- _Selected text_
▼▼▼

The Krupp guns of 1896 were rebuilt to have a hydropneumatic recoil system in 1904.

The French have a monopoly on quick firing artillery.
...well, that's going to be nasty for the Germans for the first couple of years.

Germany has the Mauser 98 and some other interesting small arms advances that are not as impressive as the French 75mm but could still have a few impacts, especially if they can develop or expand on semi-automatic rifles (like Mannlicher's in Austria) just beginning to make their way to militaries of the time, often ostensibly rejected though few barriers would remain to using them on a wide scale. Heck, the Remington Model 8 / Autoloading Rifle was released within a year of the century's turn *and produced in Belgium shortly thereafter*, add Spitzer rounds and adjust the powder a bit and you get a round that might perform akin to a 7.62x39 / AK47 round, essentially giving the troops an SKS equivalent over four decades ahead of OTL.
 
Alright, I've got comments on both the PoD and the outcome.

People have rightly questioned the plausibility of the PoD. I don't see the Kaiser just up and Deciding to start a war w/ Britain from a standing start. Germany ended up gaining Samoa, one of its 3 profitable colonies [Togo and Nauru were the other ones] as a result of OTL's settlement not a bad deal.

What is needed for war at this time is for Germany to be more stubborn about reciprocal concessions and being more annoying to the British in terms of demands, deployments or support to the Boers in the belief that whatever Germany is doing is not enough to provoke britain to actually go to war in retaliation. Germany needs to push Britain beyond its endurance enough for the British government to decide that tolerating Germany's moves is worse than having war with Germany. Perhaps one shift could be Chamberlain becoming convinced that a German war would be an opportunity to strengthen relations with the Dominions by dividing up colonial spoils with them.

▲▲▲

- _Task objective_
Continue the alternate-history discussion about Germany going to war with Britain, starting after its last sentence.

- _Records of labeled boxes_
▼▼▼

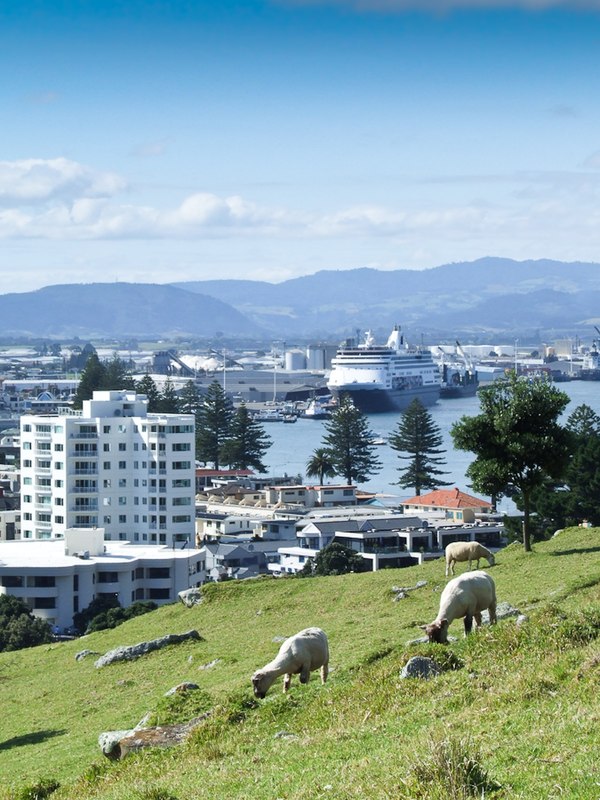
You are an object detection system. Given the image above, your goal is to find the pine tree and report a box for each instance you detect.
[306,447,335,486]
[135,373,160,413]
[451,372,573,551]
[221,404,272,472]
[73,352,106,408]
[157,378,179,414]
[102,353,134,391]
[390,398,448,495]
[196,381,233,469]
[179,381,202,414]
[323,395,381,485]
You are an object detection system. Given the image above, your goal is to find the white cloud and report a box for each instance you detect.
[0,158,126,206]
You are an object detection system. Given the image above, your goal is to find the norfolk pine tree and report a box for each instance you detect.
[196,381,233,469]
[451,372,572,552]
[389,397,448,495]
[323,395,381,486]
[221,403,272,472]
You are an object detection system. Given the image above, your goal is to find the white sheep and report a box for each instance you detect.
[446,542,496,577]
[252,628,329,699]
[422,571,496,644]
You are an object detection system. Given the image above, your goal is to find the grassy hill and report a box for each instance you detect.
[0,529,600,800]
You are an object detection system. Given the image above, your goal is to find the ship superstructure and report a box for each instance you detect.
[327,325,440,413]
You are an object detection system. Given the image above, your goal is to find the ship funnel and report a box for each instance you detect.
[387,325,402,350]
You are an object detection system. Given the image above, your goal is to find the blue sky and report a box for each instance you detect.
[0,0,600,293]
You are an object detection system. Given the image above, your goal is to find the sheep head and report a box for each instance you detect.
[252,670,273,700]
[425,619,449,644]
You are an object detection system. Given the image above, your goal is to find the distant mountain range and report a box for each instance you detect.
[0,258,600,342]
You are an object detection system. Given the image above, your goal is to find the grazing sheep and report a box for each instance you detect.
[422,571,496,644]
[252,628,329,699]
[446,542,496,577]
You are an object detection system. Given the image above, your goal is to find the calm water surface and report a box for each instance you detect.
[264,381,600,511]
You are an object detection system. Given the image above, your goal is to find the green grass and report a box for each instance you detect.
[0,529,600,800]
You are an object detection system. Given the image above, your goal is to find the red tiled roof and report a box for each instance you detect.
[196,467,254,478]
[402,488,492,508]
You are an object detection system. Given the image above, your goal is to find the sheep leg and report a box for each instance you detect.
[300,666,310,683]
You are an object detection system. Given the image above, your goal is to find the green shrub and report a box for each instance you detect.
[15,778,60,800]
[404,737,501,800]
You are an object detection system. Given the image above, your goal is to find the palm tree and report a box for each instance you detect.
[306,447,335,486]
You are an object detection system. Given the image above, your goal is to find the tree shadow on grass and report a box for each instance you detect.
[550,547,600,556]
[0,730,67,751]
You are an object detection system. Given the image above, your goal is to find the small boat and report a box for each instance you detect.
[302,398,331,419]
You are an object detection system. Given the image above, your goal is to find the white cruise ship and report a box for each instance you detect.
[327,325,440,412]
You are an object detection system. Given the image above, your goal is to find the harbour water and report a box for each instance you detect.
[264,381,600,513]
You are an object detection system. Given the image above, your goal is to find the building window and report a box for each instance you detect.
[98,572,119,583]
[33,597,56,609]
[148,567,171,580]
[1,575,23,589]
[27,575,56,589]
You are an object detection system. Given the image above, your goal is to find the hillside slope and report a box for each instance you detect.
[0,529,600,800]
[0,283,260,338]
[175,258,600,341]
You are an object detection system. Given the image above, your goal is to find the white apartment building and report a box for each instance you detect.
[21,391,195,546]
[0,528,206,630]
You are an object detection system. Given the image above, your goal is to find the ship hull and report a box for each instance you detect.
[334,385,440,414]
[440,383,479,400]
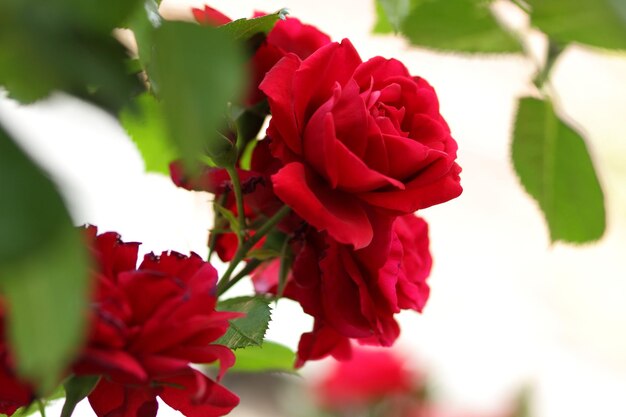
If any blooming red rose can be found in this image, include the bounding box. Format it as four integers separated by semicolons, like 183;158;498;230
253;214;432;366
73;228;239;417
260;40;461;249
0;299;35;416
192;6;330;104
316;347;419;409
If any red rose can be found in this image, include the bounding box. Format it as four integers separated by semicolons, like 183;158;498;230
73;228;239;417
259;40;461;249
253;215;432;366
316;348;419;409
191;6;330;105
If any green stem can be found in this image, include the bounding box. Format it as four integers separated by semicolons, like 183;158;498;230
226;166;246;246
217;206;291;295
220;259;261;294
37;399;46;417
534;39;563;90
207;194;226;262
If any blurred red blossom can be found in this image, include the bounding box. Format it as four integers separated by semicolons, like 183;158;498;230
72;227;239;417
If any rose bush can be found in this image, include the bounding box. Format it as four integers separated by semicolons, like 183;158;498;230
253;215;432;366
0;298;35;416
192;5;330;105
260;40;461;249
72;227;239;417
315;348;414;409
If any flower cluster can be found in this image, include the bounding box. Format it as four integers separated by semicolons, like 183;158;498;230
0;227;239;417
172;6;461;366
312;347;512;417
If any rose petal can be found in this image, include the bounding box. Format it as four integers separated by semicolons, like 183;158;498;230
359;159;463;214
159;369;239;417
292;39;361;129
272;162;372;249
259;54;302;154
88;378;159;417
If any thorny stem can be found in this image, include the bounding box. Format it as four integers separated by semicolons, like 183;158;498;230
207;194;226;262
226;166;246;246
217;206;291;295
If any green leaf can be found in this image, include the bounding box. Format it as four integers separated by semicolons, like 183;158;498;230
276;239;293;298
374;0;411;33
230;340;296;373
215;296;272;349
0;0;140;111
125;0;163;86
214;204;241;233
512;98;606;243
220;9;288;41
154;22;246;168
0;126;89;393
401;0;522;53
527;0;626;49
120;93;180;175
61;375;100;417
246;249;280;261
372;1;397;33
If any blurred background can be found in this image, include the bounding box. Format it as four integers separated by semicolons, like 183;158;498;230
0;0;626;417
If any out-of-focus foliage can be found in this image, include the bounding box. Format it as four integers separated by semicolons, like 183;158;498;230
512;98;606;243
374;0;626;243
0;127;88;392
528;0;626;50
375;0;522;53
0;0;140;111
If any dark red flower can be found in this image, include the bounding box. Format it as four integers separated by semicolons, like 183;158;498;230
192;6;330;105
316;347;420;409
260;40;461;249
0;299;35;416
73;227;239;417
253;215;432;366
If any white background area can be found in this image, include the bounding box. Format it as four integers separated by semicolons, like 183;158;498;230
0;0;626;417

▲▲▲
▼▼▼

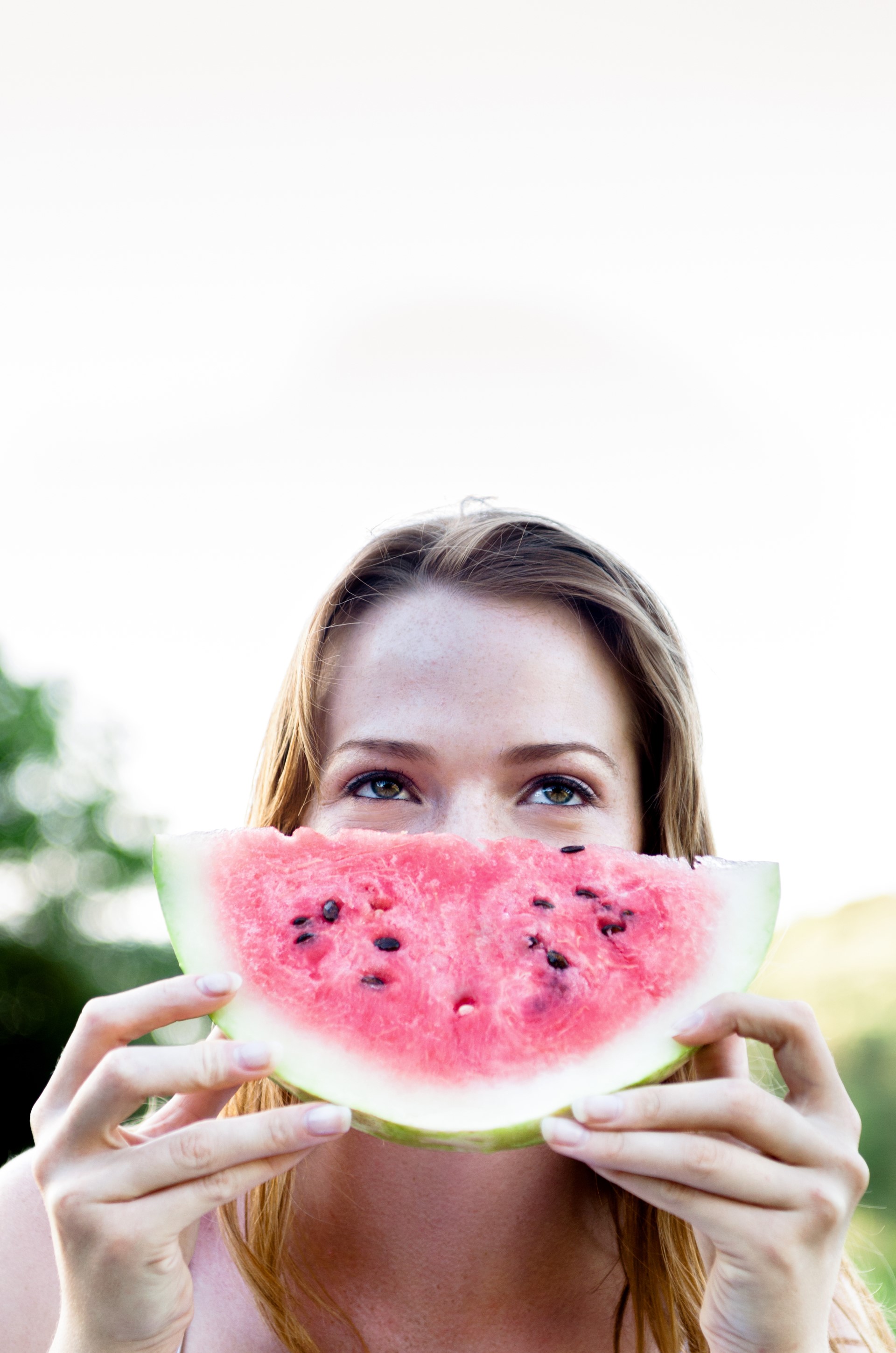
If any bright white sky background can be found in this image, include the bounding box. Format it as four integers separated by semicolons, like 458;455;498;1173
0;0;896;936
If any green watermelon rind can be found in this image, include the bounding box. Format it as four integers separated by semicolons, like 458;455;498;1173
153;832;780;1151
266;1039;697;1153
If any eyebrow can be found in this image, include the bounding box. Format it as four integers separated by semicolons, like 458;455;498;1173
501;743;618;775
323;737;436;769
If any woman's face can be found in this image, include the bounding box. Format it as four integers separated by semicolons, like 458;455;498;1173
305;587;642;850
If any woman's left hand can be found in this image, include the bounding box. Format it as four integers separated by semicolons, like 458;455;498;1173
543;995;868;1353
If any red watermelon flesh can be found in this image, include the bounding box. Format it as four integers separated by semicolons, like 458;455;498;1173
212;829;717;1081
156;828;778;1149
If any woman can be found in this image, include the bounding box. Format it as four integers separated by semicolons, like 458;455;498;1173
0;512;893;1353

▲▲▲

- _Response to the task_
Perhaps if the Kaiser never sent the Telegram to Kruger a few years before, and had faced Britain's apoplectic reaction he would not have truly seen how dangerous supporting the Boers (or supporting the German proxy rebels in Samoa) actually was.

As for the outcome and course of a war, I would think:

a) Neither can defeat the other, but Germany will lose any colonies Britain chooses to take.
b) Other powers will most likely *not* join in, without additional multi-poddage and other contrivances.

Why Russia won't attack Germany:
Russia does not have much animus against Germany at this time, Russia hates the Brits and sympathizes with the Boers. Russia has a couple years old deal with Austria-Hungary to put the Balkans "on ice". Russian expansionist energies are more focused on the Far East than Europe at this time. No amount of British or French funding would suffice to "purchase" Russian belligerency against Germany.

Why France won't attack Germany:
Lack of Russian support will cool French enthusiasm for fighting Germany. Despite the ever-present desire for regaining Alsace-Lorraine, France, the 1890s and up through the Morocco crisis were an era of much reduced tensions. The French may explore this Anglo-German war as an opportunity for a revenge war, but they would have to be highly confident they are set up for success. At a minimum, they would require Russian support in the east [which we've ruled out] *or* a British commitment not just to aid a subsidize & French offensive on the ground against Germany, but a commitment to actually commit British armies to the fight. Theoretically, the British could make such a commitment in order to force the issue decisively, but the odds would favor them not doing so, because based on an easy cost-benefit analysis, they could be confident in defeating Germany in the colonies and oceans in due time without having to launch an expensive land campaign which would mostly serve French interests.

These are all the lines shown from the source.